→ **SELECTED EXCERPT**

◆ ◆ ◆ ◆ ◆

When I was 13, Britain was at war with Argentina over control of the Falkland Islands (which the Argentines call the Malvinas).
Every day when I got home from school and turned on the TV, there would be reports of bombing raids, interviews with soldiers and stuff like that.
I don’t glorify war, but it was a key moment in my “growing up”. When I found out the cruise I was on, would visit the Falklands, I was was excited about seeing some of locations I’d seen on the 6 oclock news all those years previously.
Additionally, about 2 years after the war, was a drama over 2 evenings called Tumbledown.
It told the story of the Scots guards and their attack on mount Tumbledown (which once taken would secure a victory for Britain)
So, with 1 day in the Falklands, I decided to split my day with the morning exploring Tumbledown and battle sites with a local guide, and in the afternoon, seeing a bit of the town and finding out what life is like on an isolated Island.
The boat arrived at the Islands (we were visiting East Falkland, though its possible to visit West Falkland as well) around 6am in the morning.

◆ ◆ ◆ ◆ ◆

→ **DATASET RECORDS**
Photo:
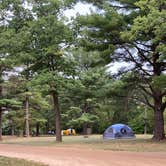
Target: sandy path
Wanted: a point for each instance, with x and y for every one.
(73, 156)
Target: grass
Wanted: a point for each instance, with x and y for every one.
(5, 161)
(142, 143)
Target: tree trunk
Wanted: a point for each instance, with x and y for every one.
(158, 117)
(0, 123)
(85, 128)
(27, 132)
(0, 115)
(158, 125)
(57, 118)
(37, 129)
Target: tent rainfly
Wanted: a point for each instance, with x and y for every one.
(118, 131)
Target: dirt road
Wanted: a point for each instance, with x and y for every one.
(74, 156)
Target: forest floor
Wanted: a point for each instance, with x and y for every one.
(87, 153)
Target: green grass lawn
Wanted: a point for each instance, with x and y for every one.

◆ ◆ ◆ ◆ ◆

→ **TASK INSTRUCTIONS**
a – Write out the lines of the listing verbatim, starting with the line with "Target: grass" and going on through the final line of the listing.
b – Extend the piece about visiting the Falkland Islands, picking up after its last sentence.
The listing has no connection to the piece about visiting the Falkland Islands.

→ **ANSWERS GIVEN**
a –
Target: grass
Wanted: a point for each instance, with x and y for every one.
(5, 161)
(142, 143)
Target: tree trunk
Wanted: a point for each instance, with x and y for every one.
(158, 117)
(0, 123)
(85, 128)
(27, 132)
(0, 115)
(158, 125)
(57, 118)
(37, 129)
Target: tent rainfly
Wanted: a point for each instance, with x and y for every one.
(118, 131)
Target: dirt road
Wanted: a point for each instance, with x and y for every one.
(74, 156)
Target: forest floor
Wanted: a point for each instance, with x and y for every one.
(87, 153)
Target: green grass lawn
Wanted: a point for each instance, with x and y for every one.

b –
The Falklands are really difficult to get to. The only other route I know, is on a military transport stopping at Ascension Island, and for civilians, it costs about £2000 return.
With 18 decks, our ship was to big to fit in the harbour. So we were transported ashore by tender.
At the main landing point, loads of poeple were milling around (tourism is a major industry in the Falklands and lots of people had booked day trips to see Penguins and the like).
Considering the war was 37 years previous, you would think it was last year.
There are signs everywhere defiantly protesting the independence of the Falklands.
People of the Falklands are called Kelpers (after the seaweed), have their own defence force (very well equipped the the Stayer AUG) and are governed by a council elected from the islanders (Britain maintains a massive military force on the Island but they largely run their own affairs).
For parity, I’ve included this sign which is on show at the harbour of Tiera del Fuego in Argentina (you can see that someone had tried to damage it).
Many of the people on our cruise ship were Argentinian as well as British. Both call the Islands by a different name and using the “wrong” name in front of the “wrong” person can call grave offens. I was very impressed by the cruise staff who refereed to our destination as Stanley (Port Stanley is the capital of the Islands) a compromise that doesn’t offend anyone.
Most of the cruise organised, battle site tours had been booked so I got in touch with a local guy Tony from Discovery Falklands.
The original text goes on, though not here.